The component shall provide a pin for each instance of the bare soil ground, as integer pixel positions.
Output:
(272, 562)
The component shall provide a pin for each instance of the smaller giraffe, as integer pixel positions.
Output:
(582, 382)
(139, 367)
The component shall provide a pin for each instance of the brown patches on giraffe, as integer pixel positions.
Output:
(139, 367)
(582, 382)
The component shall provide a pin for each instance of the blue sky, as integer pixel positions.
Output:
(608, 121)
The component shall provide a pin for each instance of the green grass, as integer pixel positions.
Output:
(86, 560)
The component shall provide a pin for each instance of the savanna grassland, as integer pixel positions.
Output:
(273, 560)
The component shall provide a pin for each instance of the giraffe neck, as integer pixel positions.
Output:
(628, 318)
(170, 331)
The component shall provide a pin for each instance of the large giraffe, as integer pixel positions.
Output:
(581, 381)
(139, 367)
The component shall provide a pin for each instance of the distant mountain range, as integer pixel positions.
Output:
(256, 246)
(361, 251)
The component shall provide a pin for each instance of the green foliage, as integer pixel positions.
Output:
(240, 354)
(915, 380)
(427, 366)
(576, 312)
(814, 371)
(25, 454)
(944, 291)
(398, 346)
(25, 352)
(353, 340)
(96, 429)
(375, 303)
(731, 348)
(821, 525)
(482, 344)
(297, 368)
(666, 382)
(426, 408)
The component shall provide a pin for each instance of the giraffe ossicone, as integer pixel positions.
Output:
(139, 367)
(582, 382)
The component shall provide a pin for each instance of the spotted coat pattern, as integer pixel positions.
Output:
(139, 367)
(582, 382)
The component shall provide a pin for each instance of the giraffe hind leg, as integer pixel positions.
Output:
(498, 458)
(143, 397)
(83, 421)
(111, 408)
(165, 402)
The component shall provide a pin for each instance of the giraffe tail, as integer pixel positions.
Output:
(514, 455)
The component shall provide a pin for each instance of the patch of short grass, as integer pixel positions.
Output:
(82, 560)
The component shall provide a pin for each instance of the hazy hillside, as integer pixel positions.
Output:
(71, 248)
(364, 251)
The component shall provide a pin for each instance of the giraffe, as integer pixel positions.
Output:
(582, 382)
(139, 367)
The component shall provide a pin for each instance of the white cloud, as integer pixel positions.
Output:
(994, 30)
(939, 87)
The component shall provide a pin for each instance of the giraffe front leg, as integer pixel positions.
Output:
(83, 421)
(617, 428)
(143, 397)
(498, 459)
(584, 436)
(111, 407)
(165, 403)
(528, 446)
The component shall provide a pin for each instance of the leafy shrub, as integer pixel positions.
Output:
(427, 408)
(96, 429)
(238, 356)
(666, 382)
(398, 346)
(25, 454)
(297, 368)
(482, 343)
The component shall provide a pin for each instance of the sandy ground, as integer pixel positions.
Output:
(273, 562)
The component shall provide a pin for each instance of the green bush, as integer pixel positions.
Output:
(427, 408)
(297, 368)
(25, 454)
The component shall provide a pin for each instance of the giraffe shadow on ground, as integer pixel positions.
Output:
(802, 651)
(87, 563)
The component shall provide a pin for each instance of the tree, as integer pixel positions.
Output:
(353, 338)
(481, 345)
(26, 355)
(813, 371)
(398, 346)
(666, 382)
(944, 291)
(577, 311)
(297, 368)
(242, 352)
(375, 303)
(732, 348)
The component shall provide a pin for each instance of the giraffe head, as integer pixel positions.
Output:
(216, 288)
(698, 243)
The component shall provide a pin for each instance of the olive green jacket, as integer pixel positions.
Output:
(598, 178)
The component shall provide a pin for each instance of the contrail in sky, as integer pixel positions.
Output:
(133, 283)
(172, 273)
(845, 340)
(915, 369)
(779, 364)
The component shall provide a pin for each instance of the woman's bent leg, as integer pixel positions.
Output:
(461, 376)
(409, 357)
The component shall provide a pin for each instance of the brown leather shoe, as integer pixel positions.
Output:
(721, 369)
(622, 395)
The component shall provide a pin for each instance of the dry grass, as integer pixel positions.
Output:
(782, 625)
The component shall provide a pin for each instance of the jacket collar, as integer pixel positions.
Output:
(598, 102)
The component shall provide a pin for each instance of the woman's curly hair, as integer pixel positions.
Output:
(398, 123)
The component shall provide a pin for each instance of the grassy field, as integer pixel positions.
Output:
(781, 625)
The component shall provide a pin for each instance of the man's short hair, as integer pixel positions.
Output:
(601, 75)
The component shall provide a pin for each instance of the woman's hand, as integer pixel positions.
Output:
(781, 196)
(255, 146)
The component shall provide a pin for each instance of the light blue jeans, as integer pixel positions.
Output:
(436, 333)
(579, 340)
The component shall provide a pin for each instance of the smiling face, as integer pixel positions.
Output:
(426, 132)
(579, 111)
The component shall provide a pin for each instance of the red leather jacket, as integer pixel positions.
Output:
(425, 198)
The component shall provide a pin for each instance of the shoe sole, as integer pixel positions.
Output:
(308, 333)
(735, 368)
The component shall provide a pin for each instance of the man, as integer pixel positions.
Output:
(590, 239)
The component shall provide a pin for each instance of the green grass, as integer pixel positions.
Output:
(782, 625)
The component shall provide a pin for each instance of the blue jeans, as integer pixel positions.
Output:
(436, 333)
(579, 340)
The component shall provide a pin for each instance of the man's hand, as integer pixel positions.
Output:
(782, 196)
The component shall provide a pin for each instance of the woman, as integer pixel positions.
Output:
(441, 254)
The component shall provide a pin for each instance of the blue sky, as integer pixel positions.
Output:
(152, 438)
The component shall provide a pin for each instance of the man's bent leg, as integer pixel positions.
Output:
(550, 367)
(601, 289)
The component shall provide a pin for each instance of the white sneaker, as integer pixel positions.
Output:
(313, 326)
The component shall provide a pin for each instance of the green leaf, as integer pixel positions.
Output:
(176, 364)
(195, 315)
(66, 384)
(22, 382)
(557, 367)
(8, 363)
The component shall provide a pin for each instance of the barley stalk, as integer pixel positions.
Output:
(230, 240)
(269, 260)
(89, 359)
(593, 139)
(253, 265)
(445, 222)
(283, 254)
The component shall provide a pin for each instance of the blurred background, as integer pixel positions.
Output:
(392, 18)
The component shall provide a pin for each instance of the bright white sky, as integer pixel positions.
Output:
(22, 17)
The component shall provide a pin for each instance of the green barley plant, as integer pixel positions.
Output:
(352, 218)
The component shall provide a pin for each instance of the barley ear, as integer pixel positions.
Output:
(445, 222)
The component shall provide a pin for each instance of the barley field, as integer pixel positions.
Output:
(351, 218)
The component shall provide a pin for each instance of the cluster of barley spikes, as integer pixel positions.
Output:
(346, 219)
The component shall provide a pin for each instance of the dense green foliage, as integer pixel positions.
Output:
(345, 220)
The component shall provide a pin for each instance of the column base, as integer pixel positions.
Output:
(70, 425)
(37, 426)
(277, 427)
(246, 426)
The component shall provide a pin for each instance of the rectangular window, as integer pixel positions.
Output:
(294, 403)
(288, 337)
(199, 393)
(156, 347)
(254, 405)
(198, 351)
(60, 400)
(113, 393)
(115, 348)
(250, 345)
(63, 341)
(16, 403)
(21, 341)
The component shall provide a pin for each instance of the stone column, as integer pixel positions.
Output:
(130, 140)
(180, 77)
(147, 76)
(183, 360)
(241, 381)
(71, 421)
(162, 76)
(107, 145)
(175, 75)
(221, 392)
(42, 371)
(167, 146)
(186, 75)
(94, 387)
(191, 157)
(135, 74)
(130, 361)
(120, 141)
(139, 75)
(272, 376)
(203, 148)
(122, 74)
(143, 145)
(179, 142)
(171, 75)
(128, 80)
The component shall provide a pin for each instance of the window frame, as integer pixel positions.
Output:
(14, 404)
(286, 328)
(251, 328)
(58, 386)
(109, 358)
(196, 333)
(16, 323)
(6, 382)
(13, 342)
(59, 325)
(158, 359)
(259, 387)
****
# Exercise objective:
All entries must be printed exactly, with nothing omitted.

# Written solution:
The component shall provide a pin for each instance of the bare soil ground, as integer pixel positions.
Output:
(272, 562)
The component shall provide a pin for each instance of the smaller giraffe, as integer pixel positions.
Output:
(582, 382)
(139, 367)
The component shall provide a pin for each instance of the brown patches on giraffe, as integer pixel positions.
Output:
(139, 367)
(582, 382)
The component shall provide a pin for each instance of the blue sky, as integer pixel positions.
Output:
(608, 121)
The component shall provide a pin for each instance of the green grass, as integer pixel positions.
Output:
(86, 560)
The component shall provide a pin for each instance of the savanna grassland, as integer pixel positions.
Output:
(273, 560)
The component shall provide a pin for each instance of the giraffe neck, as integer pixel positions.
Output:
(628, 318)
(170, 331)
The component shall provide a pin for each instance of the large giraffe, as integer pixel positions.
Output:
(581, 381)
(139, 367)
The component shall provide a pin for each instance of the distant mountain range, as integer pixel positions.
Output:
(256, 246)
(361, 251)
The component shall provide a pin for each instance of the green foliage, as integer pixel positions.
Output:
(240, 354)
(915, 380)
(427, 366)
(576, 312)
(814, 371)
(25, 454)
(944, 291)
(398, 346)
(25, 352)
(353, 340)
(96, 429)
(375, 303)
(731, 348)
(821, 525)
(482, 344)
(297, 368)
(666, 382)
(426, 408)
The component shall provide a pin for each instance of the giraffe ossicone, as integer pixel positions.
Output:
(139, 367)
(582, 382)
The component shall provide a pin for each instance of the spotted coat pattern, as integer pixel positions.
Output:
(139, 367)
(582, 382)
The component shall provide a pin for each instance of the giraffe hind leg, as integer pixel positions.
Output:
(498, 458)
(143, 397)
(83, 421)
(111, 408)
(165, 402)
The component shall provide a pin for each instance of the giraffe tail, as integer pixel positions.
Output:
(514, 455)
The component shall provide a pin for each instance of the patch of short grass, as integer pixel positions.
Output:
(82, 560)
The component shall provide a pin for each instance of the hazy hillside, as integer pixel positions.
Output:
(71, 248)
(364, 251)
The component shall provide a pin for each instance of the giraffe, as integer pixel positions.
Output:
(582, 382)
(139, 367)
The component shall provide a pin for each instance of the white cloud, as integer pixel positions.
Output:
(994, 30)
(939, 87)
The component shall provide a pin for each instance of the giraffe front leg, as integer pixel positions.
Output:
(83, 421)
(617, 428)
(143, 397)
(498, 459)
(584, 436)
(111, 407)
(165, 403)
(528, 446)
The component shall provide a pin for each instance of the leafy shrub, as integer pixel positions.
Output:
(427, 408)
(96, 429)
(238, 356)
(666, 382)
(398, 346)
(25, 454)
(297, 368)
(482, 343)
The component shall provide a pin for each instance of the sandy ground, as integer pixel positions.
Output:
(273, 562)
The component shall provide a pin for each instance of the green bush, as integer pixel positions.
Output:
(427, 408)
(297, 368)
(25, 454)
The component shall provide a pin for each instance of the giraffe shadow on ground, as integer pixel positions.
Output:
(802, 651)
(87, 563)
The component shall provide a pin for each instance of the tree, as integer pixel positions.
Output:
(353, 338)
(481, 345)
(26, 355)
(813, 371)
(398, 346)
(666, 382)
(944, 291)
(577, 311)
(297, 368)
(242, 352)
(375, 303)
(732, 348)
The component shall provide a pin for each instance of the giraffe head, as integer pixel positions.
Output:
(216, 288)
(698, 243)
The component shall provide a pin for each instance of the olive green jacket, as integer pixel positions.
Output:
(598, 178)
The component shall provide a pin for each instance of the contrail in sky, as integer pixel positions.
Output:
(133, 283)
(172, 273)
(845, 340)
(915, 369)
(779, 364)
The component shall provide a pin for each instance of the woman's bent leg, as integer pixel positions.
Output:
(461, 376)
(409, 357)
The component shall provide a pin for each instance of the brown leather shoe, as integer pixel positions.
Output:
(721, 369)
(622, 395)
The component shall provide a pin for each instance of the dry grass, as integer pixel positions.
Output:
(782, 625)
The component shall provide a pin for each instance of the jacket collar, as integer pixel positions.
Output:
(598, 102)
The component shall provide a pin for each instance of the woman's curly hair, as integer pixel positions.
Output:
(398, 123)
The component shall provide a pin for each instance of the grassy field, as integer pixel positions.
Output:
(781, 625)
The component shall provide a pin for each instance of the man's short hair, as integer pixel positions.
Output:
(601, 75)
The component shall provide a pin for each instance of the woman's hand, as integer pixel positions.
Output:
(781, 196)
(255, 146)
The component shall provide a pin for each instance of the light blue jeans, as integer pixel positions.
Output:
(436, 333)
(579, 340)
The component shall provide a pin for each instance of the smiling face, as integer pixel positions.
Output:
(426, 132)
(579, 111)
The component shall provide a pin for each instance of the red leather jacket, as integer pixel positions.
Output:
(425, 198)
The component shall provide a pin for each instance of the shoe sole, as integer pixel positions.
Output:
(308, 333)
(735, 368)
The component shall provide a pin for each instance of the man, as integer pixel positions.
Output:
(590, 239)
The component shall provide a pin for each instance of the green grass, as integer pixel positions.
Output:
(782, 625)
The component shall provide a pin for each instance of the blue jeans, as integer pixel positions.
Output:
(436, 333)
(579, 340)
The component shall provide a pin for each instance of the man's hand, as integer pixel positions.
Output:
(782, 196)
The component shall provide a pin for each instance of the woman, as integer pixel positions.
Output:
(441, 254)
The component shall provide a pin for each instance of the blue sky, as integer pixel positions.
Output:
(152, 438)
The component shall provide a pin for each instance of the man's bent leg, as integer pixel positions.
Output:
(550, 367)
(601, 289)
The component shall provide a pin for each instance of the white sneaker, as integer pixel positions.
Output:
(313, 326)
The component shall provide a pin for each instance of the green leaf, as integer pixel positions.
Output:
(176, 364)
(195, 315)
(66, 384)
(22, 382)
(557, 367)
(8, 363)
The component shall provide a pin for each instance of the barley stalk, as integer pixel positions.
Output:
(230, 240)
(269, 260)
(89, 359)
(593, 139)
(253, 265)
(445, 222)
(283, 254)
The component shall provide a pin for each instance of the blurred background, as integer pixel positions.
Output:
(392, 18)
The component shall provide a pin for each instance of the bright white sky, as integer pixel positions.
Output:
(22, 17)
The component shall provide a pin for each instance of the green barley plant, as integer pixel positions.
Output:
(352, 218)
The component shall provide a pin for each instance of the barley ear, as integer pixel positions.
Output:
(445, 222)
The component shall provide a pin for each instance of the barley field, as integer pixel positions.
Output:
(351, 218)
The component shall provide a pin for each instance of the cluster of barley spikes, as integer pixel positions.
Output:
(346, 219)
The component shall provide a pin for each instance of the dense green foliage, as integer pixel positions.
Output:
(345, 220)
The component shall provide a pin for each instance of the column base, as integer pixel positions.
Output:
(70, 425)
(37, 426)
(277, 427)
(246, 426)
The component shall provide a pin for each instance of the rectangular window, as integer pixel positions.
Output:
(294, 403)
(288, 337)
(199, 393)
(156, 347)
(254, 405)
(198, 351)
(60, 400)
(113, 393)
(115, 348)
(250, 345)
(63, 341)
(16, 403)
(21, 341)
The component shall provide a pin for each instance of the stone column, as integer pixel positions.
Output:
(130, 140)
(180, 77)
(147, 76)
(183, 360)
(241, 381)
(71, 421)
(162, 76)
(107, 145)
(175, 75)
(221, 392)
(42, 371)
(167, 146)
(186, 75)
(94, 387)
(191, 157)
(135, 74)
(130, 361)
(120, 141)
(139, 75)
(272, 376)
(203, 148)
(122, 74)
(143, 145)
(179, 142)
(171, 75)
(128, 80)
The component shall provide a pin for each instance of the window frame, as integer pixel positions.
Output:
(14, 404)
(286, 328)
(251, 328)
(58, 386)
(109, 358)
(196, 333)
(16, 323)
(6, 382)
(13, 342)
(59, 325)
(158, 359)
(259, 387)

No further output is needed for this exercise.